- Textauszug
Grundsätzlich sind zwei Varianten denkbar, wie ein solches Europa funktionieren kann. Zum einen: Staaten, die kooperieren wollen, nutzen die sogenannte „verstärkte Zusammenarbeit“, die in den EU-Verträgen vorgesehen ist. Das Verfahren ist komplex. Mindestens neun Staaten müssen zusammenarbeiten, die Kommission prüft ein Vorhaben und erteilt gegebenenfalls Auflagen. Oder anders formuliert: Jean-Claude Juncker und seine Kommission hätten ein gewichtiges Wort mitzureden.

Zum anderen: Die Staaten kooperieren außerhalb der vorhandenen Verträge miteinander. Ähnlich wie bei Schengen einigen sich manche auf ein Projekt und bestimmen die Spielregeln. Wenn ein Projekt gut funktioniert und immer mehr Staaten mitmachen, kann es in die EU-Verträge überführt werden. So war es beim Schengen-Vertrag.

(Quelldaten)
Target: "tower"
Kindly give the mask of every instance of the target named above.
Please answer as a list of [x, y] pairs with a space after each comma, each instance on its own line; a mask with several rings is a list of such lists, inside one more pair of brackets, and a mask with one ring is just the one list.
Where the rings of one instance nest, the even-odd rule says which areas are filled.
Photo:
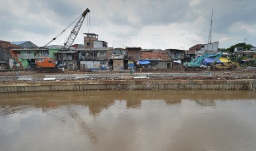
[[208, 44], [210, 43], [211, 42], [211, 26], [213, 25], [213, 9], [211, 11], [211, 24], [210, 25], [210, 31], [209, 32], [209, 37], [208, 37]]

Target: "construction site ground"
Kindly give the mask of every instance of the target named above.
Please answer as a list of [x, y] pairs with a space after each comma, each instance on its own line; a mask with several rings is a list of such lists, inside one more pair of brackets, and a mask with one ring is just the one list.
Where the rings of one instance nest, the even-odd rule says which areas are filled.
[[[230, 79], [256, 79], [256, 75], [253, 76], [233, 76], [225, 75], [223, 76], [201, 76], [204, 73], [210, 73], [214, 72], [225, 72], [226, 73], [230, 73], [233, 72], [255, 72], [255, 71], [252, 70], [245, 70], [244, 69], [239, 69], [236, 71], [211, 71], [206, 70], [204, 71], [185, 71], [183, 68], [176, 68], [176, 69], [149, 69], [149, 68], [143, 68], [143, 69], [140, 72], [138, 70], [135, 70], [134, 72], [130, 74], [129, 70], [122, 70], [122, 71], [69, 71], [66, 70], [63, 72], [39, 72], [36, 71], [2, 71], [0, 72], [0, 77], [2, 77], [0, 80], [0, 83], [17, 83], [17, 82], [24, 82], [23, 80], [19, 80], [19, 77], [37, 77], [32, 80], [26, 81], [26, 82], [32, 82], [36, 81], [41, 81], [40, 77], [44, 77], [45, 76], [50, 76], [51, 75], [58, 76], [58, 77], [63, 76], [62, 78], [59, 78], [58, 80], [61, 81], [69, 81], [69, 80], [137, 80], [133, 79], [134, 77], [139, 75], [140, 74], [148, 74], [149, 75], [154, 73], [158, 73], [159, 75], [161, 75], [162, 73], [163, 75], [165, 73], [181, 73], [178, 76], [158, 76], [158, 77], [151, 77], [150, 79], [151, 80], [230, 80]], [[187, 76], [189, 73], [198, 73], [194, 74], [195, 76]], [[184, 73], [184, 76], [182, 76], [182, 73]], [[97, 76], [102, 74], [102, 76], [99, 76], [99, 77], [94, 77], [90, 78], [68, 78], [68, 76], [72, 75], [95, 75]], [[104, 75], [105, 74], [113, 74], [115, 76], [110, 77], [106, 76], [104, 77]], [[122, 76], [118, 76], [118, 75], [122, 75]], [[199, 76], [197, 76], [199, 75]], [[70, 77], [72, 76], [70, 76]], [[89, 76], [90, 77], [90, 76]], [[97, 76], [96, 76], [97, 77]], [[4, 78], [3, 78], [4, 77]], [[8, 78], [12, 77], [12, 78]], [[148, 78], [141, 78], [139, 80], [148, 80]]]

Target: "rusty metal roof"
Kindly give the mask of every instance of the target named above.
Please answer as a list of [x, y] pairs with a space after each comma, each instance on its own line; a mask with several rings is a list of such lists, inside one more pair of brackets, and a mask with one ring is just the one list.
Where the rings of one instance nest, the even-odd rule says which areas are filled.
[[12, 49], [20, 48], [20, 47], [15, 44], [12, 44], [9, 42], [0, 40], [0, 47], [3, 48], [4, 51], [9, 51]]
[[171, 61], [167, 52], [151, 53], [141, 52], [141, 60]]
[[110, 56], [110, 59], [123, 59], [124, 57], [126, 57], [125, 55], [118, 55], [118, 54], [112, 54], [111, 56]]

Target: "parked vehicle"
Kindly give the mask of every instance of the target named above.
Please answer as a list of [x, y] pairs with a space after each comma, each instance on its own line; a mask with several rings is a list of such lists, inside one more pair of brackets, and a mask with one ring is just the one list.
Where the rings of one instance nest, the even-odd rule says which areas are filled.
[[222, 53], [220, 54], [205, 54], [197, 59], [192, 59], [189, 62], [184, 62], [183, 67], [185, 68], [185, 71], [204, 71], [207, 66], [202, 63], [203, 60], [205, 58], [215, 57], [212, 65], [222, 55]]
[[[83, 22], [84, 21], [84, 20], [85, 18], [85, 16], [88, 13], [90, 12], [90, 10], [87, 8], [81, 15], [81, 16], [80, 17], [78, 21], [77, 22], [77, 24], [75, 25], [75, 27], [73, 29], [72, 31], [71, 31], [70, 34], [69, 34], [69, 36], [68, 37], [68, 39], [67, 39], [67, 41], [65, 42], [64, 46], [59, 50], [59, 51], [62, 51], [62, 53], [61, 55], [61, 58], [59, 59], [61, 61], [63, 60], [63, 59], [65, 55], [65, 53], [64, 51], [68, 51], [72, 45], [75, 39], [75, 38], [77, 37], [77, 35], [78, 34], [78, 33], [79, 32], [80, 28], [81, 28], [81, 26], [83, 24]], [[73, 23], [72, 22], [72, 24]], [[69, 27], [70, 25], [68, 26]], [[64, 30], [61, 33], [58, 34], [57, 36], [55, 37], [53, 39], [52, 39], [49, 43], [48, 43], [45, 47], [47, 45], [50, 43], [52, 42], [54, 40], [55, 40], [59, 35], [61, 35], [62, 33], [63, 33], [68, 28], [67, 27], [65, 30]], [[35, 57], [36, 55], [39, 55], [37, 54], [35, 54]], [[52, 59], [52, 58], [49, 58], [49, 57], [45, 57], [45, 59], [41, 60], [40, 61], [35, 61], [35, 63], [36, 66], [36, 68], [37, 69], [56, 69], [57, 68], [57, 64], [56, 63], [56, 61]]]

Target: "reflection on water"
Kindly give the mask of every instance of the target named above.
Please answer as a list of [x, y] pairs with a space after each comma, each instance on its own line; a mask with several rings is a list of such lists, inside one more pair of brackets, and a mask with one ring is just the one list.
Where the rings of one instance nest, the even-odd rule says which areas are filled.
[[0, 150], [256, 149], [256, 92], [0, 94]]

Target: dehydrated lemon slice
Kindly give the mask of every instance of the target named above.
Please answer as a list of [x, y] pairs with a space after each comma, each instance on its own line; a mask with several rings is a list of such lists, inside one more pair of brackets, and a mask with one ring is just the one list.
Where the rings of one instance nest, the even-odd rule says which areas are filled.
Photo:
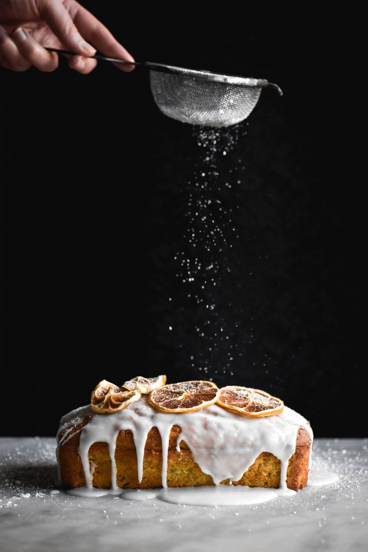
[[90, 408], [96, 414], [114, 414], [140, 398], [140, 391], [122, 391], [117, 385], [103, 380], [92, 391]]
[[228, 385], [220, 390], [218, 405], [241, 412], [248, 418], [277, 416], [284, 410], [284, 402], [259, 389]]
[[220, 389], [212, 381], [183, 381], [153, 391], [148, 401], [164, 412], [190, 412], [213, 405], [219, 395]]
[[129, 389], [129, 391], [135, 391], [137, 389], [141, 393], [148, 395], [151, 391], [158, 389], [166, 383], [166, 376], [157, 376], [156, 378], [143, 378], [143, 376], [137, 376], [133, 379], [129, 380], [123, 384], [121, 387]]

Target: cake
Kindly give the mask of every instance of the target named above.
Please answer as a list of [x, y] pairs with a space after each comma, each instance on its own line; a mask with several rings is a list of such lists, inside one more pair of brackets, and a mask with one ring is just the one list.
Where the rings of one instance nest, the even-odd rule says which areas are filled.
[[148, 489], [220, 484], [305, 487], [309, 423], [264, 391], [212, 382], [103, 380], [91, 404], [62, 418], [60, 483]]

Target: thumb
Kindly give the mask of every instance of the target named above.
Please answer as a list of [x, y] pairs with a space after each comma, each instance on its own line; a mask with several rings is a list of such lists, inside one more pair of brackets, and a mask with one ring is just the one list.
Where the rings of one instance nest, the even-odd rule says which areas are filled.
[[83, 56], [93, 56], [96, 50], [79, 34], [73, 20], [60, 1], [47, 0], [40, 9], [42, 19], [68, 50]]

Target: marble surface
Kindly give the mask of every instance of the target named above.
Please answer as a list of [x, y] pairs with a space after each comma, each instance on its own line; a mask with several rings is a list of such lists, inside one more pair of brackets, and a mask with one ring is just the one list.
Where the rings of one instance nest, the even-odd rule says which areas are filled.
[[57, 492], [55, 450], [52, 438], [0, 439], [0, 550], [367, 550], [366, 439], [316, 439], [312, 469], [334, 471], [337, 483], [217, 508]]

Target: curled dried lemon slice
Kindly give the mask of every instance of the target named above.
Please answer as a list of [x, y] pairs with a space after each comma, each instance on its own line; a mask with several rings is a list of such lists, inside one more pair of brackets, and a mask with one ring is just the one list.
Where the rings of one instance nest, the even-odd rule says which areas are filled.
[[236, 410], [248, 418], [277, 416], [284, 410], [284, 402], [259, 389], [228, 385], [220, 390], [218, 405]]
[[140, 398], [140, 391], [122, 391], [117, 385], [103, 380], [92, 391], [90, 408], [96, 414], [113, 414]]
[[121, 387], [129, 389], [129, 391], [135, 391], [137, 389], [141, 393], [148, 395], [151, 391], [158, 389], [166, 383], [166, 376], [157, 376], [156, 378], [143, 378], [143, 376], [137, 376], [133, 379], [129, 380], [123, 384]]
[[213, 405], [219, 395], [220, 389], [212, 381], [183, 381], [153, 391], [148, 401], [164, 412], [190, 412]]

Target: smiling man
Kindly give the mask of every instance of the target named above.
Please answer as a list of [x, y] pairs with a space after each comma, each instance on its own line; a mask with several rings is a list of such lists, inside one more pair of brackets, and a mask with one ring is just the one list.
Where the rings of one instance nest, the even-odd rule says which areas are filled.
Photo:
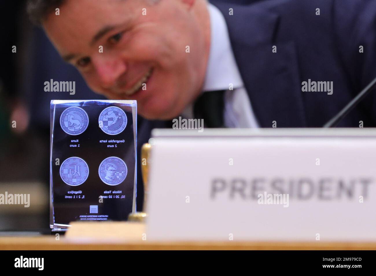
[[[209, 18], [205, 2], [195, 2], [37, 1], [29, 11], [94, 91], [136, 100], [143, 116], [167, 119], [193, 100], [204, 81]], [[187, 45], [196, 53], [186, 53]]]
[[[28, 10], [94, 91], [164, 120], [144, 120], [139, 145], [180, 115], [206, 127], [320, 127], [376, 77], [374, 0], [210, 2], [30, 0]], [[323, 82], [330, 92], [302, 86]], [[338, 126], [376, 126], [374, 94]]]

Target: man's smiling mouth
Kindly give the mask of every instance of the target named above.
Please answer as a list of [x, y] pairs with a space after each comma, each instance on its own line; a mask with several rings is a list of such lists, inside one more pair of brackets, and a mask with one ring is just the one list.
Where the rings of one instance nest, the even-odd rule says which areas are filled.
[[150, 76], [153, 73], [153, 68], [152, 67], [149, 69], [149, 71], [143, 76], [139, 80], [130, 88], [127, 90], [126, 90], [124, 92], [124, 94], [127, 96], [131, 96], [137, 92], [141, 89], [143, 84], [146, 83], [149, 80]]

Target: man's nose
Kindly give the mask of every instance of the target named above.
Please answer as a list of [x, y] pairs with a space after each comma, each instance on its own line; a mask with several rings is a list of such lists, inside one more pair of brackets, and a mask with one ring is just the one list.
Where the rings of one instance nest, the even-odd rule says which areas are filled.
[[110, 59], [106, 57], [97, 57], [92, 59], [102, 87], [110, 88], [114, 86], [122, 75], [126, 72], [127, 66], [121, 59]]

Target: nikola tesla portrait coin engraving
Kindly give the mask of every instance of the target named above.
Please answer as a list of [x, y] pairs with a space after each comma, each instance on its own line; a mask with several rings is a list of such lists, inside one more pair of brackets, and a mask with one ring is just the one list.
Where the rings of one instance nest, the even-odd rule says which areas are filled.
[[110, 106], [100, 113], [98, 120], [101, 129], [108, 134], [115, 135], [125, 129], [127, 116], [121, 108]]
[[89, 176], [89, 167], [85, 161], [79, 157], [70, 157], [60, 166], [60, 177], [71, 186], [80, 185]]
[[83, 109], [77, 106], [68, 107], [61, 113], [60, 125], [66, 133], [78, 135], [86, 130], [89, 124], [89, 118]]
[[113, 156], [102, 161], [98, 172], [102, 181], [107, 185], [114, 186], [124, 181], [128, 170], [123, 161]]

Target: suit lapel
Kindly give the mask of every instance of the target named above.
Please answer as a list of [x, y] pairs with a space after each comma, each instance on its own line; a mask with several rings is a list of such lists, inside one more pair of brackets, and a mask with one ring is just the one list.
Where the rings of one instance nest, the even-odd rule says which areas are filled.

- Aufgabenstellung
Führen Sie den Textauszug über die Zusammenarbeit europäischer Staaten im Anschluss an seinen letzten Satz weiter. Die Datensätze haben hierfür keine Bedeutung.

- Antwort
Die fünf Szenarien der EU-Kommission zur Zukunft Europas

Eine Vielzahl von Projekten ist denkbar. Beispiel Verteidigung: Kürzlich haben die Außen- und Verteidigungsminister der Europäischen Union ein militärisches Hauptquartier in Brüssel gegründet. Manche sehen darin den Beginn einer gemeinsamen Verteidigungspolitik in der EU. Doch den wirklich radikalen Schritt wagt bislang keiner: Armeen fusionieren und Länder im Zweifel gemeinsam verteidigen. Franzosen und Briten haben daran wenig Interesse, da sich beide noch immer als Weltmächte begreifen, die stolz auf ihre jeweiligen militärischen Fähigkeiten sind.

Eine gemeinsame Wirtschaftsregierung für ein Kerneuropa?

Wenn beispielsweise Deutschland einen Vorstoß für eine europäische Armee machen würde, wären wohl eher Länder wie Österreich, die Niederlande, die Benelux-Staaten, die skandinavischen Staaten oder manche in Osteuropa daran interessiert.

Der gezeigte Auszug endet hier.